What is needed: Quote all of the entries word for word.

Named-object pointing records:
== == ==

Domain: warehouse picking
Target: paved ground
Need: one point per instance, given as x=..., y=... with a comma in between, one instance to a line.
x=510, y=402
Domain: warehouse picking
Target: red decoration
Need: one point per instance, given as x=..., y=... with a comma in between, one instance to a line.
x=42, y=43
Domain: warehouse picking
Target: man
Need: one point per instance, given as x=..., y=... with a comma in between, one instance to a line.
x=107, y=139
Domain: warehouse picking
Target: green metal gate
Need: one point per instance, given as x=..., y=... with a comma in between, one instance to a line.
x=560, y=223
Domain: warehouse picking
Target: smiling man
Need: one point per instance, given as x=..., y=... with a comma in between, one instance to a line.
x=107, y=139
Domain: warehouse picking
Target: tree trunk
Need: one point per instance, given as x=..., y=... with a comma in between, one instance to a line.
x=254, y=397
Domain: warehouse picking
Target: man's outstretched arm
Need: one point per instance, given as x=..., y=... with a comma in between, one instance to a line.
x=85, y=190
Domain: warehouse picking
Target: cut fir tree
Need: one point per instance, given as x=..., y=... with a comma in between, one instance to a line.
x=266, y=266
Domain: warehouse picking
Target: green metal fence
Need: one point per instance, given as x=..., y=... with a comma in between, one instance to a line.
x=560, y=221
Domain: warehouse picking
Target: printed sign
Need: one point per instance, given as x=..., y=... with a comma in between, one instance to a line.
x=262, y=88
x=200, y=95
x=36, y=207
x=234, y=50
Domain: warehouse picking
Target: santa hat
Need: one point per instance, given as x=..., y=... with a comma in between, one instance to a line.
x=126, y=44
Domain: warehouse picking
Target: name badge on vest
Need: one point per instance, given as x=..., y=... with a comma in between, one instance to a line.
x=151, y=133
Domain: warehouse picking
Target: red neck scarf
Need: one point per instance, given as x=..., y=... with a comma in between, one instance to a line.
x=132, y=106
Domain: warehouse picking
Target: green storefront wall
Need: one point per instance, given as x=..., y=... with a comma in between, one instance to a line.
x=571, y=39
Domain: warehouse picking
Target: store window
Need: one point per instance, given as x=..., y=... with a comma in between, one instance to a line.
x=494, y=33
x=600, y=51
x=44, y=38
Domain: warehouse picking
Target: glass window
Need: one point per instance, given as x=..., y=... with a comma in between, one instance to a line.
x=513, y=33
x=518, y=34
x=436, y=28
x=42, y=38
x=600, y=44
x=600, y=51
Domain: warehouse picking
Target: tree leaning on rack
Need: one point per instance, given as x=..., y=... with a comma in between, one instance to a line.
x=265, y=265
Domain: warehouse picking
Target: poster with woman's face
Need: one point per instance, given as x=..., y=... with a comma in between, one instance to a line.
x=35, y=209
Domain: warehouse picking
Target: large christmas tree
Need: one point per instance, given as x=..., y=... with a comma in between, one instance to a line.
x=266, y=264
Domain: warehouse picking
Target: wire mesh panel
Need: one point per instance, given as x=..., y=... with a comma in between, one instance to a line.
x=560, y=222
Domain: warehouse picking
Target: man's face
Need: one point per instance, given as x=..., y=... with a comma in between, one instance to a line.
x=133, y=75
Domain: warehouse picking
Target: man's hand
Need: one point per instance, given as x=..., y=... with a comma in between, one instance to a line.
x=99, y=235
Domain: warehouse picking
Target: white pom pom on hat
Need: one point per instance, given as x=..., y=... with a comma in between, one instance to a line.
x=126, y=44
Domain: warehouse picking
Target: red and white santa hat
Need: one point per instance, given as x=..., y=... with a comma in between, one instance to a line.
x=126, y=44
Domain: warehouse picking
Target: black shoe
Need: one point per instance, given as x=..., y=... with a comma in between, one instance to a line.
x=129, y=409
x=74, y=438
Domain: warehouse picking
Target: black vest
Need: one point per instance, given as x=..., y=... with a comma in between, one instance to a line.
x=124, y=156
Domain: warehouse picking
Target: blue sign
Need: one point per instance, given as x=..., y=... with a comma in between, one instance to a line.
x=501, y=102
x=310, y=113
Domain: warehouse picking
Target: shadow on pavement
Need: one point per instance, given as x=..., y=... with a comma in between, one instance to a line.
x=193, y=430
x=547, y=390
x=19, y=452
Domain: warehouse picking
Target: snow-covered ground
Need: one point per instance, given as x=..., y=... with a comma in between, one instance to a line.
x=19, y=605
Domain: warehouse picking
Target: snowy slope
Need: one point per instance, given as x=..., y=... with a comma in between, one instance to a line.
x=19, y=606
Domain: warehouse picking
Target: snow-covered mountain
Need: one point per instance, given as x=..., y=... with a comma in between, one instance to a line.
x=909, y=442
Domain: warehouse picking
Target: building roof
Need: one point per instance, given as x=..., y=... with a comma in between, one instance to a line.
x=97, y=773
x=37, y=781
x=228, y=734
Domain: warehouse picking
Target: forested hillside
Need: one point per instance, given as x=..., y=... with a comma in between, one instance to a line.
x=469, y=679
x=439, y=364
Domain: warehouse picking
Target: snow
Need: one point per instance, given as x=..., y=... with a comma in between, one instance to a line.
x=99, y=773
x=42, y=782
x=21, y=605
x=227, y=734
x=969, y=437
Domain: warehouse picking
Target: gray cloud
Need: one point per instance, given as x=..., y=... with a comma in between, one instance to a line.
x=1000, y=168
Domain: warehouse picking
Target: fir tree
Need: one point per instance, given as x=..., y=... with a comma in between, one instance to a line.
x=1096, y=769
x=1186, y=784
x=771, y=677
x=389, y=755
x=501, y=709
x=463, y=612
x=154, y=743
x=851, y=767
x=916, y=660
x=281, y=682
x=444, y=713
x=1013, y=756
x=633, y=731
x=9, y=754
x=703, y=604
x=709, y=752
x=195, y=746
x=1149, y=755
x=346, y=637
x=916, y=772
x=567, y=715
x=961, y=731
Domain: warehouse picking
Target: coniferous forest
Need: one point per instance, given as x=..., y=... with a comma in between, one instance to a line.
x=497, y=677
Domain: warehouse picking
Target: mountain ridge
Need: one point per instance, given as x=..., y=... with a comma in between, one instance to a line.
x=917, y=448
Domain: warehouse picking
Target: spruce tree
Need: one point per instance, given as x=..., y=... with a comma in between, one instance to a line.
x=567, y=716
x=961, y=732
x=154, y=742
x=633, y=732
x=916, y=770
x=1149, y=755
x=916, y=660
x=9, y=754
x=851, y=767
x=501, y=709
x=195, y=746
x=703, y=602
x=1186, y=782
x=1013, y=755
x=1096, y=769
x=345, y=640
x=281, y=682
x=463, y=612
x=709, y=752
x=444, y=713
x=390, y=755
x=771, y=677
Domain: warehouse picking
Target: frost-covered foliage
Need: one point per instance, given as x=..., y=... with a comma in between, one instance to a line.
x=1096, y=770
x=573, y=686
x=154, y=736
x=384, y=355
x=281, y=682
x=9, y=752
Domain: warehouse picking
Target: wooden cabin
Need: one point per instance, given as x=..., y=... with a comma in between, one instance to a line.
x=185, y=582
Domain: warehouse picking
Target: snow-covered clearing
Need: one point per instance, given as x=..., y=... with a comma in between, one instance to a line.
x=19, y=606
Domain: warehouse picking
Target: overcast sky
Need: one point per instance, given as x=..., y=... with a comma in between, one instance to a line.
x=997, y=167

== == ==

Response for this exercise:
Domain: warehouse picking
Target: paved ground
Need: one point per instance, given as x=..., y=... with a comma in between, one instance to a line.
x=510, y=402
Domain: warehouse picking
Target: red decoration
Need: one point per instance, given as x=..., y=... with a comma in between, one instance to a line.
x=42, y=43
Domain: warehouse picking
Target: man
Need: one point per instance, given as x=..., y=... with a comma in between, one instance to a line.
x=107, y=139
Domain: warehouse picking
Target: green metal gate
Need: one point per instance, given as x=..., y=... with a comma in between, one instance to a line.
x=560, y=223
Domain: warehouse picking
Target: smiling man
Need: one point per instance, given as x=..., y=... with a comma in between, one instance to a line.
x=107, y=139
Domain: warehouse picking
Target: tree trunk
Need: one point per instance, given as x=..., y=... with a comma in between, one instance to a line.
x=254, y=397
Domain: warehouse picking
Target: man's outstretched arm
Need: one point per instance, given as x=..., y=... with a comma in between, one instance to a line.
x=85, y=190
Domain: warehouse picking
Target: cut fir tree
Need: one point per instance, given as x=..., y=... with a comma in between, one instance to a line.
x=266, y=266
Domain: warehouse picking
Target: green metal fence
Need: one point per instance, given as x=..., y=... with a comma in between, one instance to a line.
x=560, y=221
Domain: warehouse picking
Target: printed sign
Need: one point per instance, given as x=..., y=... with a comma in between, one instance to a line.
x=262, y=88
x=200, y=95
x=36, y=207
x=234, y=50
Domain: warehouse picking
Target: santa hat
Need: one point per instance, given as x=..., y=... with a comma in between, one instance to a line.
x=126, y=44
Domain: warehouse picking
Target: name badge on vest
Need: one point per instance, given as x=..., y=... with a comma in between, one instance to a line.
x=151, y=133
Domain: warehouse picking
Target: red neck scarf
Need: one point per instance, given as x=..., y=... with a comma in between, one instance to a line.
x=132, y=106
Domain: warehouse picking
Target: green storefront wall
Need: one point per instance, given as x=..., y=... with a comma in between, one instance to a line.
x=571, y=39
Domain: warehouse picking
Target: store window
Need: one point per instance, given as x=..., y=... with a comma in between, one instance to a line.
x=494, y=33
x=600, y=51
x=44, y=38
Domain: warehouse picking
Target: glass window
Need: one point per instance, given as x=..., y=... with a comma in between, one instance to a line.
x=513, y=33
x=518, y=34
x=436, y=28
x=42, y=38
x=600, y=44
x=600, y=51
Domain: warehouse picking
Target: tree leaning on rack
Need: one point per instance, given as x=..., y=... with a comma in between, one instance to a line.
x=265, y=265
Domain: warehouse picking
Target: poster with woman's face
Need: one point per instance, given as x=..., y=... with a comma in between, one instance to a line.
x=35, y=209
Domain: warehouse picking
Target: large christmas tree
Need: one point per instance, given as x=..., y=... with a comma in between, one instance to a line.
x=266, y=264
Domain: warehouse picking
Target: wire mesh panel
Need: one point per instance, given as x=..., y=... with a comma in between, one instance to a line.
x=560, y=222
Domain: warehouse picking
Target: man's face
Need: one point per instance, given as x=..., y=... with a comma in between, one instance to a line.
x=133, y=75
Domain: warehouse picking
Target: man's hand
Need: one point per instance, given as x=..., y=... with a comma in between, one instance to a line.
x=99, y=235
Domain: warehouse picking
Target: white pom pom on hat
Need: one point per instance, given as x=..., y=... with a comma in between, one instance to a line.
x=126, y=44
Domain: warehouse picking
Target: red and white santa hat
Need: one point per instance, given as x=..., y=... with a comma in between, one instance to a line.
x=126, y=44
Domain: warehouse picking
Target: black shoe
Need: one point per instance, given as x=..., y=... with a comma in between, one instance to a line.
x=129, y=409
x=74, y=438
Domain: warehouse picking
Target: black vest
Need: one point per instance, given as x=..., y=... with a comma in between, one instance to a line.
x=124, y=156
Domain: warehouse picking
Target: blue sign
Need: one point per instance, given as x=..., y=... with a comma in between, one instance to a line.
x=501, y=102
x=310, y=113
Domain: warehouse picking
Target: shadow on pavement
Need: one point per instance, given as x=..., y=... with a comma in between, one instance to a line.
x=193, y=430
x=547, y=390
x=19, y=452
Domain: warehouse picking
Target: snow-covered ground
Need: one point per instance, given as x=..., y=... with a comma in between, one instance to a line.
x=19, y=605
Domain: warehouse picking
Target: snowy slope
Need: one point per instance, given as x=..., y=... with a comma in between, one instance to a line.
x=19, y=606
Domain: warehouse picking
Target: snow-covered mountain
Need: one point per instance, given as x=..., y=... with a comma in between, one instance to a line.
x=909, y=442
Domain: warehouse picking
Target: building roof
Need: one point per instance, given as x=..., y=... with a comma in between, one instance to a line.
x=97, y=773
x=37, y=781
x=228, y=734
Domain: warehouse picking
Target: forested hillside
Need: one point per instance, given as x=..., y=... with a comma in between, one instance to a line.
x=469, y=679
x=439, y=364
Domain: warehouse picking
Target: snow
Need: one point per instance, given as x=..., y=... with a comma in between, one instance to a line.
x=99, y=773
x=42, y=782
x=21, y=605
x=227, y=734
x=969, y=437
Domain: warehouse picking
Target: gray cloud
Need: one point per instance, given as x=..., y=... with a comma in between, one instance to a line.
x=1000, y=168
Domain: warehouse picking
Target: fir tree
Need: one point per instance, given as x=..., y=... with a comma in between, one instance to a line.
x=1096, y=769
x=1186, y=784
x=771, y=677
x=389, y=755
x=501, y=709
x=463, y=612
x=154, y=743
x=851, y=767
x=916, y=660
x=281, y=682
x=444, y=713
x=1013, y=756
x=633, y=731
x=9, y=754
x=703, y=604
x=709, y=752
x=195, y=746
x=1149, y=755
x=346, y=637
x=916, y=772
x=567, y=715
x=961, y=731
Domain: warehouse picking
Target: coniferous forest
Need: one point per instance, given as x=..., y=... with a comma in between, one instance to a line.
x=497, y=677
Domain: warehouse picking
Target: mountain ridge
Need: one point per instance, given as x=..., y=... with a comma in between, one instance to a line.
x=917, y=448
Domain: warehouse picking
Target: spruce tree
Need: one point per instance, given as x=..., y=... with a comma in between, one instance to a line.
x=567, y=716
x=961, y=732
x=154, y=742
x=633, y=732
x=916, y=770
x=1149, y=755
x=916, y=660
x=9, y=754
x=851, y=767
x=501, y=709
x=195, y=746
x=703, y=602
x=1186, y=782
x=1013, y=755
x=1096, y=769
x=345, y=640
x=281, y=682
x=463, y=612
x=709, y=752
x=444, y=713
x=390, y=755
x=771, y=677
Domain: warehouse picking
Target: frost-covered foliage
Need: one point per instance, given as x=..., y=... with a comma in between, one instance to a line.
x=1096, y=770
x=573, y=686
x=154, y=736
x=384, y=355
x=281, y=682
x=9, y=752
Domain: warehouse picking
Target: wooden cabin
Need: one point per instance, given as x=..., y=... with a comma in between, one instance to a line.
x=185, y=582
Domain: warehouse picking
Target: snow-covered clearing
Need: one point per instance, given as x=..., y=... with a comma in between, one instance to a line.
x=19, y=606
Domain: warehouse picking
Target: overcast sky
Need: one point per instance, given as x=..., y=... with a comma in between, one instance to a line.
x=997, y=167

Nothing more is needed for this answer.